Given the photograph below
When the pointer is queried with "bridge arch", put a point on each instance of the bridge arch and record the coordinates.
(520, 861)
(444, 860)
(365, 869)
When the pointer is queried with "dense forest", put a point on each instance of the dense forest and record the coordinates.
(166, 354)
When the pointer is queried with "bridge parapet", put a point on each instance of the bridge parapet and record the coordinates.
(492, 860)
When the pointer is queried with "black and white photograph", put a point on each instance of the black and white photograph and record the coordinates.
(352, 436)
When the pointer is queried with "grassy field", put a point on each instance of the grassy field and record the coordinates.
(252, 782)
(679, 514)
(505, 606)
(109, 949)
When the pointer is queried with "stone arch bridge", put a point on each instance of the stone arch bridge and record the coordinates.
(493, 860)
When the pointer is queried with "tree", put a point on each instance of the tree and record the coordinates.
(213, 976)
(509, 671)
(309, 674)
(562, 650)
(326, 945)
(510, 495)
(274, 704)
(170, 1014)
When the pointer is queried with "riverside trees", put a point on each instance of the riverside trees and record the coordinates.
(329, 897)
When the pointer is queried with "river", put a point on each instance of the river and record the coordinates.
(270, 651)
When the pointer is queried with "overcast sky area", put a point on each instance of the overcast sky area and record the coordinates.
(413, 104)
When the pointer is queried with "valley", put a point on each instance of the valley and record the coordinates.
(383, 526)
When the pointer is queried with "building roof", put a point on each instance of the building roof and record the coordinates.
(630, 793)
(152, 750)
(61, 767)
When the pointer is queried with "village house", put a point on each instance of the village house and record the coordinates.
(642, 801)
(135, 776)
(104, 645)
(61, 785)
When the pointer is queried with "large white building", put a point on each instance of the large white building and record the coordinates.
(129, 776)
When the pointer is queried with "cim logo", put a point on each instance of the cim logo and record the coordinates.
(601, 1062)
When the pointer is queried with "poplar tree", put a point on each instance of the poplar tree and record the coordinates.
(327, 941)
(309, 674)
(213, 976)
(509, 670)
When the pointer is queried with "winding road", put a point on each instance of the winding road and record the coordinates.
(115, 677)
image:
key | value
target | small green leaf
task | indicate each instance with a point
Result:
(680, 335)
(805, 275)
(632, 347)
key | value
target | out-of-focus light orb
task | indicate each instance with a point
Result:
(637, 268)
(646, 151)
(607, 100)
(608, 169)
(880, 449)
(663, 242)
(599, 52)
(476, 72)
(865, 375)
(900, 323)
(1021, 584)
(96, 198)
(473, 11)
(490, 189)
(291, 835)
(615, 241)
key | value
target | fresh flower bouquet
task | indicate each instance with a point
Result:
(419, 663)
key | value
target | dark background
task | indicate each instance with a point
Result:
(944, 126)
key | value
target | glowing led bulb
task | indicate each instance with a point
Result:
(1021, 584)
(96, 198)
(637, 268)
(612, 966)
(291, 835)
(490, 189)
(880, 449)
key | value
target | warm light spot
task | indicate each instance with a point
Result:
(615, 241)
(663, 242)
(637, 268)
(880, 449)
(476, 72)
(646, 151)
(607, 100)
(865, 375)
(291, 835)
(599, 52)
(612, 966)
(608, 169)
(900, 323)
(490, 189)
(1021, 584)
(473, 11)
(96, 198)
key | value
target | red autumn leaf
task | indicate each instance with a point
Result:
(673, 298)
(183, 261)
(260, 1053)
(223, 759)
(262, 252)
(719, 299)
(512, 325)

[What you will do]: Using the entries above, please restate each one word for word.

[Exercise result]:
Given the photograph below
When the pointer is queried with "bridge arch", put a point on each instance of the bridge arch and record the coordinates.
(520, 861)
(444, 860)
(365, 869)
When the pointer is queried with "dense forest", put a point on each instance of the dense forest and record the coordinates.
(166, 354)
When the pointer is queried with "bridge parapet", put a point on each instance of the bridge parapet and record the coordinates.
(492, 860)
When the pointer is queried with "black and white photograph", put a point on each instance of the black and white photograph and record the coordinates.
(352, 436)
When the pointer is queried with "grassy field", put a point on each instance of the grassy field and record the coordinates.
(252, 782)
(679, 514)
(505, 606)
(109, 949)
When the pointer is queried with "stone arch bridge", put a point on each instance of the stone arch bridge and record the coordinates.
(493, 860)
When the pointer is queried with "tree", put a point on each instance of the tree and record the coordinates.
(213, 976)
(509, 671)
(309, 674)
(562, 650)
(326, 945)
(510, 495)
(274, 704)
(170, 1014)
When the pointer is queried with "riverside trees", put a point on each instance of the riverside trees and record the coordinates.
(329, 897)
When the pointer is queried with "river", put a point on each instance of the river and record the coordinates.
(270, 651)
When the pointer is queried with "overcast sky area", put a point on each instance of the overcast sky area and record the coordinates.
(413, 104)
When the pointer is queried with "valley", put a point on each instance of the valley and record the coordinates.
(383, 526)
When the pointer is queried with "building roof", put a point on each instance of the building roof and record the coordinates.
(630, 793)
(152, 750)
(61, 767)
When the pointer is queried with "village house", put a point on each instance of the village house and record the coordinates.
(642, 801)
(135, 776)
(104, 645)
(61, 785)
When the pointer is queried with "large white building", put a point on each instance of the large white building and record the coordinates.
(129, 776)
When the pointer is queried with "cim logo", put a point on each instance of the cim logo and record the coordinates.
(601, 1062)
When the pointer is queried with "poplar tree", put a point on each instance of the poplar tree and record the coordinates.
(327, 941)
(309, 674)
(213, 976)
(509, 670)
When the pointer is queried with "winding road", put a point on each instance of the winding road and record the coordinates.
(115, 677)
image:
key | value
target | small green leaf
task | indicate each instance with a point
Result:
(680, 335)
(805, 275)
(632, 347)
key | value
target | out-of-focus light orb
task | indicate each instance with a point
Result:
(637, 268)
(646, 151)
(607, 100)
(608, 169)
(880, 449)
(663, 242)
(599, 52)
(476, 72)
(865, 375)
(900, 323)
(1021, 584)
(96, 198)
(473, 11)
(490, 189)
(291, 835)
(615, 241)
key | value
target | fresh flower bouquet
task | indicate each instance with a point
Result:
(419, 663)
key | value
target | dark background
task | indicate each instance with a point
Result:
(944, 126)
key | value
target | glowing led bulb
task | indicate each instance with a point
Result:
(1021, 584)
(96, 198)
(637, 268)
(612, 966)
(291, 835)
(490, 189)
(880, 449)
key | value
target | warm light spot
task | indicate each instance with a point
Result:
(615, 241)
(663, 242)
(637, 268)
(880, 449)
(476, 72)
(646, 151)
(607, 100)
(865, 375)
(291, 835)
(599, 52)
(612, 966)
(608, 169)
(900, 323)
(490, 189)
(1021, 584)
(473, 11)
(96, 198)
key | value
target | red autumn leaf
task | indicate each instance with a point
Result:
(673, 298)
(183, 261)
(260, 1053)
(223, 759)
(262, 252)
(719, 299)
(512, 325)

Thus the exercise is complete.